> [Given request]:
Update the lines of the listing starting with the line containing "For each instance of the operator" and going on through the end of the listing, changing "disc" to "circle" and leaving everything else as it is. Give back only those lines.
· · · · ·
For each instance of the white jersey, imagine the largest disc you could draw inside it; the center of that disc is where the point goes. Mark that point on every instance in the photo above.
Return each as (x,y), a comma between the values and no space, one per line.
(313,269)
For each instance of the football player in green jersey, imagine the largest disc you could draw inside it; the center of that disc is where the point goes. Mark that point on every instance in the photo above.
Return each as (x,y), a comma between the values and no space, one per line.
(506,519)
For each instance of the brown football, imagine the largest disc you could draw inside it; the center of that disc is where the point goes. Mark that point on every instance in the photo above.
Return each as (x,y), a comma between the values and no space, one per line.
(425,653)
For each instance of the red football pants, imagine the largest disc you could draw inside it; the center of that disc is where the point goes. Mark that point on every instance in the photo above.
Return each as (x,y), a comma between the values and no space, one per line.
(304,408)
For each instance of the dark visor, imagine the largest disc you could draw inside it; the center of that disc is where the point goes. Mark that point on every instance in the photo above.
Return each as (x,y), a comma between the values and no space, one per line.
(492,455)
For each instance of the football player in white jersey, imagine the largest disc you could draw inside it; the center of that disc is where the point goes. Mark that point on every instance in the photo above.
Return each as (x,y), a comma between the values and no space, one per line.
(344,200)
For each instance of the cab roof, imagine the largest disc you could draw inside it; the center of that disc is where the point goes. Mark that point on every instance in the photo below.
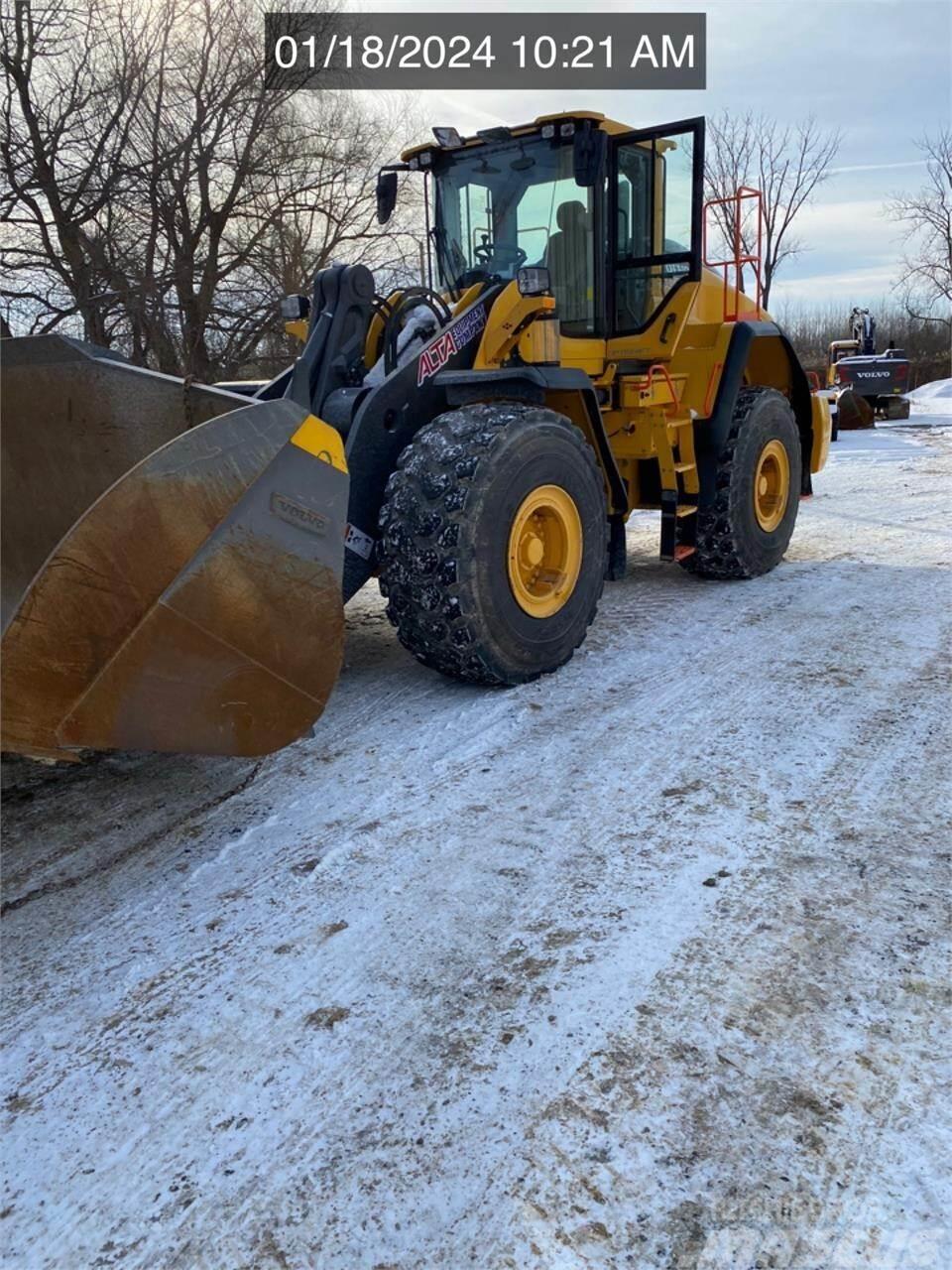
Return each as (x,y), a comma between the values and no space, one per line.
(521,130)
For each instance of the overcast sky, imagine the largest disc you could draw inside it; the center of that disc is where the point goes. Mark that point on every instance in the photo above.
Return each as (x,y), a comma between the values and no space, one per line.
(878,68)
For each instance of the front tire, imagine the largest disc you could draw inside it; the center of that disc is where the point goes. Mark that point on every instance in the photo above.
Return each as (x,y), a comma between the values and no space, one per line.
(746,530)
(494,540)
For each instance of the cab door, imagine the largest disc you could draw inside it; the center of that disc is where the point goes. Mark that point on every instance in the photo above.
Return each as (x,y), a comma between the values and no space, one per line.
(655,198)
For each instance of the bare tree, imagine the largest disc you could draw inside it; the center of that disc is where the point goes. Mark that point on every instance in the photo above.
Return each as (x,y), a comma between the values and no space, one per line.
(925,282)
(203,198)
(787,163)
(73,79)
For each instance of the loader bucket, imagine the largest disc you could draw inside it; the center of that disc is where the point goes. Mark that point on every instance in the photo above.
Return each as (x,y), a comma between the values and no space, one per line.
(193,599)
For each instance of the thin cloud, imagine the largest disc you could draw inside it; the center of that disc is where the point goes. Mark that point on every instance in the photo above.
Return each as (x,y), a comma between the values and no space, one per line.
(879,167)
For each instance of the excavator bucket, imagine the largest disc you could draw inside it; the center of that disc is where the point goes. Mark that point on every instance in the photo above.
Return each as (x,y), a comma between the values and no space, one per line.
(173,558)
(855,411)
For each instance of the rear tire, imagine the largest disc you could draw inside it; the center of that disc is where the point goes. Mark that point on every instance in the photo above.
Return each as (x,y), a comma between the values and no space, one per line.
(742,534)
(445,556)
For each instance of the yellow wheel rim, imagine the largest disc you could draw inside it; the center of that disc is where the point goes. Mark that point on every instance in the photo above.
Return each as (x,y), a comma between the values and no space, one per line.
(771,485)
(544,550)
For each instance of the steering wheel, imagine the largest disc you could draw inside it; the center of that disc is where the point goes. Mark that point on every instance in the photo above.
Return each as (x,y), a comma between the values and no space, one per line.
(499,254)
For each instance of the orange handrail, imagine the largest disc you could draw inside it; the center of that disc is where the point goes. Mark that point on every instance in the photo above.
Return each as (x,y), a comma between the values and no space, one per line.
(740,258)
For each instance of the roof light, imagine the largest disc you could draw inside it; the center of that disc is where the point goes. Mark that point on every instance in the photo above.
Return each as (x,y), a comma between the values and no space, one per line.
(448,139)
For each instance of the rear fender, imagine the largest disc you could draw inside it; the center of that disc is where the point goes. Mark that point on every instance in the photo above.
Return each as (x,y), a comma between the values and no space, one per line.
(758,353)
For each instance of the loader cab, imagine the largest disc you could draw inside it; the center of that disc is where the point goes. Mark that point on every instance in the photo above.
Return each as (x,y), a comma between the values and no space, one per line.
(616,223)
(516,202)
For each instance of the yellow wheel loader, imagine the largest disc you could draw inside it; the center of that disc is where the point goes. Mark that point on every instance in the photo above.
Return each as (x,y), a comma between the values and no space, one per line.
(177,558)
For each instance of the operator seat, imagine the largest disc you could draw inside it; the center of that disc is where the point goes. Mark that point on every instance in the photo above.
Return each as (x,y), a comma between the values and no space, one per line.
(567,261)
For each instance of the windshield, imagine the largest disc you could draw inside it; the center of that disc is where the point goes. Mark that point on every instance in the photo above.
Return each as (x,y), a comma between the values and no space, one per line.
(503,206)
· · · · ·
> [Result]:
For each instance of the operator seat, imagine the largest circle you could draw inside it; the center of that circle is where the point goes. Mark that point on every instance in the photo above.
Return each as (x,y), a comma between the values and no space, one per line.
(567,261)
For each instance of the windshield, imagine the largest circle you could draw inside it; the center of that circle is where the point goes. Mark that point on every instance in the photo above.
Return each as (x,y), a comma between the values and no space, one per line.
(503,206)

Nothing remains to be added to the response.